Travail demandé:
(1) Énumérez les personnages dont le nom est cité dans la première question posée par Le Point dans le texte de la page.
(2) D'après le texte de la page, pourquoi A. N. ne s'est-elle pas lancée très tôt dans l'écriture ? Répondez en une à trois phrases.

Texte de la page:
+ + +

Le Point : De Prétextat Tach, écrivain d’ Hygiène de l’assassin , à Olaf Sildur, double de Baptiste Bordave, en passant par Plectrude ou Textor Texel, vos personnages portent souvent des prénoms et des noms étranges. Comment les choisissez-vous ?
A. N. : Il y a aussi des Pierre, Paul et Jacques dans mes livres. Pour les autres, cela dépend du personnage, évidemment. Je fais des recherches, je fouille l’encyclopédie du XIXe siècle, qui est une mine de prénoms remarquables et inusités, j’en compose aussi, en fonction d’une sonorité ou d’un sens. Pour Attentat , j’ai inventé Épiphane Autos qui, dans une traduction littérale du grec, signifierait “apparition de l’oreille”. Prétextat Tach me plaisait parce qu’il sonnait mal, qu’on pouvait y entendre prétexte à tâche, etc., et qu’en plus, il y a un saint Prétextat (évêque de Rouen, martyrisé en 586).
Bordave et Sildur, ces deux personnages qui n’en forment qu’un, viennent, eux, de Tintin, ma première lecture. Dans Le Sceptre d’Ottokar , Hergé invente deux pays et deux populations, les Syldaves et les Bordures. La contrepèterie donne Syldures et Bordaves, cela me convenait pour un patronyme genre suédois, dont j’avais besoin, et pour le patronyme français.


photo: Dominique Houcmant

Le Point : Avez-vous été de ces enfants précoces qui se lancent très tôt dans l’écriture ?
A. N. : Non. J’appartiens à une famille où la littérature est vénérée, les écrivains considérés comme des dieux. Comment aurais-je osé me comparer à ces gens-là ? Je me disais : qui suis-je, moi, misérable vermisseau, pour m’imaginer que l’écriture m’est accessible ? En revanche, je me racontais continuellement des histoires, j’avais une épopée dans la tête. C’était génial, j’adorais m’isoler, je me mettais sous un drap parce que, là, l’histoire marchait mieux.

+ + +

Données fournies:
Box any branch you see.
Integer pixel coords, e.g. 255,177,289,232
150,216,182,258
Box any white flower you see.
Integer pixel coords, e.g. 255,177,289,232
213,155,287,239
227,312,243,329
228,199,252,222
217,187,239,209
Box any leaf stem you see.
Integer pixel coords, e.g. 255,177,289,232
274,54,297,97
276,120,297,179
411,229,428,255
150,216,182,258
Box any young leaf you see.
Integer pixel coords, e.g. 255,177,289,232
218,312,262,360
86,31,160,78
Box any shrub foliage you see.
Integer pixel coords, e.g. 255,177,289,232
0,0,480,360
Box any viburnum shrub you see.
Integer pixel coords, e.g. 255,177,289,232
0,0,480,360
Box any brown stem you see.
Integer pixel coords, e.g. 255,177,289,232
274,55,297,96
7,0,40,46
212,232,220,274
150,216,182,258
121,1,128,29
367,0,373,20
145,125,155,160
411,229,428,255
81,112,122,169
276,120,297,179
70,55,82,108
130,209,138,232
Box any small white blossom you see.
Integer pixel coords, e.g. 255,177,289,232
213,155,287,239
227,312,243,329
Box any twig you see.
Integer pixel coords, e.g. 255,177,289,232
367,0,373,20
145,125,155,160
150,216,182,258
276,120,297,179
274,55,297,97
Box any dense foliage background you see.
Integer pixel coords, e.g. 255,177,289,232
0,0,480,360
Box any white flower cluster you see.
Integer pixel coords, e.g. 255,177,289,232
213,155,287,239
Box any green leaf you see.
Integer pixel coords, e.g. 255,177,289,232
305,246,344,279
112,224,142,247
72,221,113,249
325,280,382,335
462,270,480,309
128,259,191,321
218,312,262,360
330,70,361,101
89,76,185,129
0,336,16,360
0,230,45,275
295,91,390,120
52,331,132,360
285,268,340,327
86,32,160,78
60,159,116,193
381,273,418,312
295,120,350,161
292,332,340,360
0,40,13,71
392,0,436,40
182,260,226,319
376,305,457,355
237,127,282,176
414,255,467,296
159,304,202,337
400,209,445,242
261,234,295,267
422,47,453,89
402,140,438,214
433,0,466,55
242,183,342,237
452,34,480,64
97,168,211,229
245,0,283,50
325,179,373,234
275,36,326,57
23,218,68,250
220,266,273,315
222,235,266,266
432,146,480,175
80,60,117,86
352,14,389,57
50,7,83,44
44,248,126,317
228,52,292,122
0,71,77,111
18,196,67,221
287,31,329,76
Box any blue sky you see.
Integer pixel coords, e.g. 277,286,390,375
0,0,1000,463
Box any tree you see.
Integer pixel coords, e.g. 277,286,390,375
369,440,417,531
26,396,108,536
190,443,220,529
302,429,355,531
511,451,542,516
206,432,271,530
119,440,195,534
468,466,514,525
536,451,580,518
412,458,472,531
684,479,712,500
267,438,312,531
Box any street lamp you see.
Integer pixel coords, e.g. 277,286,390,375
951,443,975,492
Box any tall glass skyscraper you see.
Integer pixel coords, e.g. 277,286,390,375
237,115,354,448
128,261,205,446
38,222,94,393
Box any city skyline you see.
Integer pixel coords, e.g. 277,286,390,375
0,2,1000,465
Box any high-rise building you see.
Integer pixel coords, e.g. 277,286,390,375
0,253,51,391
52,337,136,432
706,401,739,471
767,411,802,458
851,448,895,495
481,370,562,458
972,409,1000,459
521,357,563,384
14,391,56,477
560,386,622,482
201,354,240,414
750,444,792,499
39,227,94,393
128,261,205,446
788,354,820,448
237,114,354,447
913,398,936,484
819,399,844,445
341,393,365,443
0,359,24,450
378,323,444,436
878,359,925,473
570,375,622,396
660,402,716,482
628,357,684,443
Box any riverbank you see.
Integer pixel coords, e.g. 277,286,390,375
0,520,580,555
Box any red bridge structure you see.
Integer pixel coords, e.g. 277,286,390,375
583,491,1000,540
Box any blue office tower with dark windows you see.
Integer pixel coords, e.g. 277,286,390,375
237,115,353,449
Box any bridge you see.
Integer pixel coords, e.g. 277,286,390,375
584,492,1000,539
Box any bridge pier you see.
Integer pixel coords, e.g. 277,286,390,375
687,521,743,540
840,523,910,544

+ + +

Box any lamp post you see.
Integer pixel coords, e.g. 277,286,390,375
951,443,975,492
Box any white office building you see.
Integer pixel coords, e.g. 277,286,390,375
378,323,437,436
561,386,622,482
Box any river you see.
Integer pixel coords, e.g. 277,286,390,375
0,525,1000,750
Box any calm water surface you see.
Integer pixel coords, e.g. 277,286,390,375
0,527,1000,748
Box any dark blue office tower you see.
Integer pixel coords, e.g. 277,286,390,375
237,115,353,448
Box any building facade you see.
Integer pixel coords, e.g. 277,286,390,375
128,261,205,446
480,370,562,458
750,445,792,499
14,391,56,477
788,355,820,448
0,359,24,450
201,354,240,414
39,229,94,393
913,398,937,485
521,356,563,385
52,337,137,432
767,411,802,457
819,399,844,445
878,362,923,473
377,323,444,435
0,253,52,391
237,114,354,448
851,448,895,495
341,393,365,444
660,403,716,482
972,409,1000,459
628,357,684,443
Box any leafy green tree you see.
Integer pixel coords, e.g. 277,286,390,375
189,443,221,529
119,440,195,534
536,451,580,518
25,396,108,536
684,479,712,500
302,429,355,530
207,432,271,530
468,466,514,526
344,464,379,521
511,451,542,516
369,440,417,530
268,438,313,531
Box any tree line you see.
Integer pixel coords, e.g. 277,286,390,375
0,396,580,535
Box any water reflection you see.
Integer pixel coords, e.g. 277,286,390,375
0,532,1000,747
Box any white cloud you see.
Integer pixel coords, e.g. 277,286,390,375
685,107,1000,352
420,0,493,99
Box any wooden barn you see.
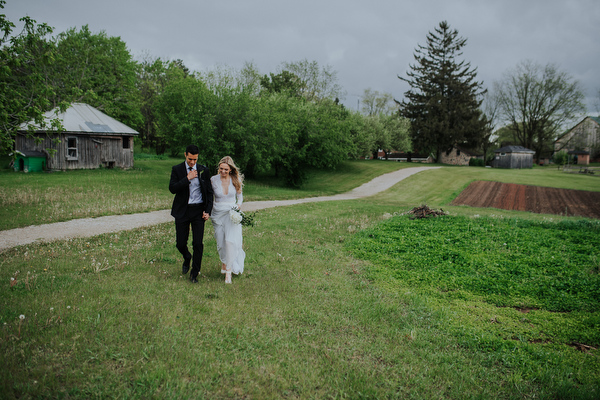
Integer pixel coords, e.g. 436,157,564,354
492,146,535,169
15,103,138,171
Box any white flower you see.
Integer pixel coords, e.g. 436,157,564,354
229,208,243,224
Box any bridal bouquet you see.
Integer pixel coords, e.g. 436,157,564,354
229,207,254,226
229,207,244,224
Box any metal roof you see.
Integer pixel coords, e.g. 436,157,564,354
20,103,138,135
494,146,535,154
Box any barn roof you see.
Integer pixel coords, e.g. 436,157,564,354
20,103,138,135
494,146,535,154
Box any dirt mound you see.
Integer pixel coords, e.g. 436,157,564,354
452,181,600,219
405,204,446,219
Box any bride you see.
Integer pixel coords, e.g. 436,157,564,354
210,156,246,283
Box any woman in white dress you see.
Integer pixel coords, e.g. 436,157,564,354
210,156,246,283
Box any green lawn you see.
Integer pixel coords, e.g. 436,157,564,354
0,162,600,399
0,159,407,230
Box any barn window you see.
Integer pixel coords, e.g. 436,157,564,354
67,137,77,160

+ + +

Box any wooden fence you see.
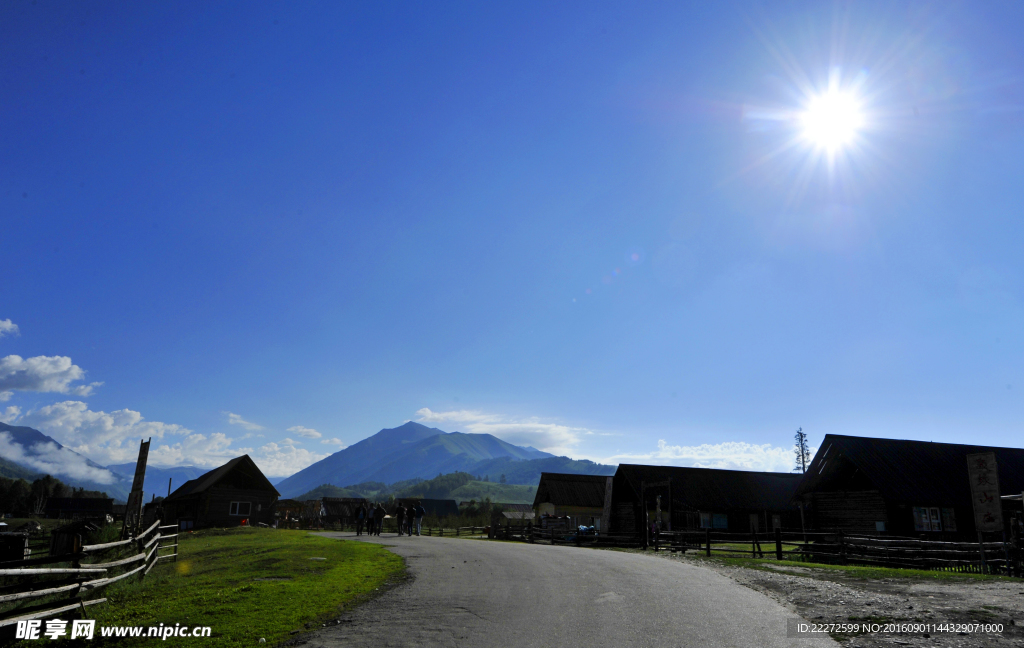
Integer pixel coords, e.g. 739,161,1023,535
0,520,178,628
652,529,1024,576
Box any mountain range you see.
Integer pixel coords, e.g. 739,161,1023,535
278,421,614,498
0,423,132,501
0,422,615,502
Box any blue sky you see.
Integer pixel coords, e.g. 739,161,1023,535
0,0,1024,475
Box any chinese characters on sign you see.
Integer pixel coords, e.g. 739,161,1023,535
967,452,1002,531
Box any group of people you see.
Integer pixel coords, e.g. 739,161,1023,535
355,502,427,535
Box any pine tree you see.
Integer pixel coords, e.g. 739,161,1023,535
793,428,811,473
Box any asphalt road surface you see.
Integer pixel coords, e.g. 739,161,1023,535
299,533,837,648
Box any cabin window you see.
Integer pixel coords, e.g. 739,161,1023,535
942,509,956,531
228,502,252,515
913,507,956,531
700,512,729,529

+ + +

Corrigé:
(1) Prétextat Tach, Olaf Sildur, Baptiste Bordave, Plectrude, Textor Texel

(2) Elle appartient à une famille où la littérature est vénérée et où les écrivains sont considérés comme des dieux. Elle n'aurait donc pas osé se comparer à eux ni imaginer que l'écriture lui était accessible.